# Work to complete
Select every line in the items below that contains the word "answer", and copy each one out in full.

# Supplied data

## begin

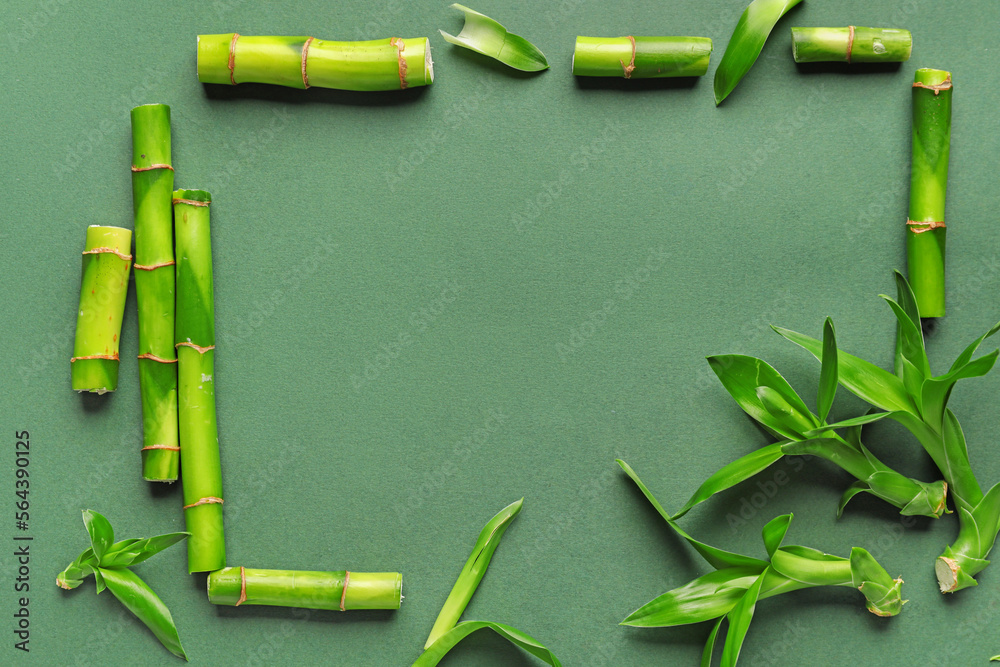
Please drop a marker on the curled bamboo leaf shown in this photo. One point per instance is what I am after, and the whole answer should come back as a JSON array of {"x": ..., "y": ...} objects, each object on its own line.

## end
## begin

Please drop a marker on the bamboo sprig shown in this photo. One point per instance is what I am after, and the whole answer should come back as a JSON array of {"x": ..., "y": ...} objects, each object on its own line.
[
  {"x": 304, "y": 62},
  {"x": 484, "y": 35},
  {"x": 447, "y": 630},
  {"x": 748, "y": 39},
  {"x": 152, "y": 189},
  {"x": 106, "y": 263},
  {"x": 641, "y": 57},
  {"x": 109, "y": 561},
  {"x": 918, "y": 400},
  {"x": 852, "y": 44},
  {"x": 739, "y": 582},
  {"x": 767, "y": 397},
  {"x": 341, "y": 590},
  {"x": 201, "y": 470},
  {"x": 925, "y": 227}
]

## end

# Worked solution
Please drop a marker on the curled bamboo leaf shown in this photo. One point per instance is what I am after, and the whole answer should come back as a JSON array of {"x": ..., "y": ...} objects, each object on its own line.
Please drop a marker on the bamboo sprig shown in this photo. One point per instance is what I am after, and the whole answer should come back as a JSON array of {"x": ..., "y": ...} objects, each object on its own line.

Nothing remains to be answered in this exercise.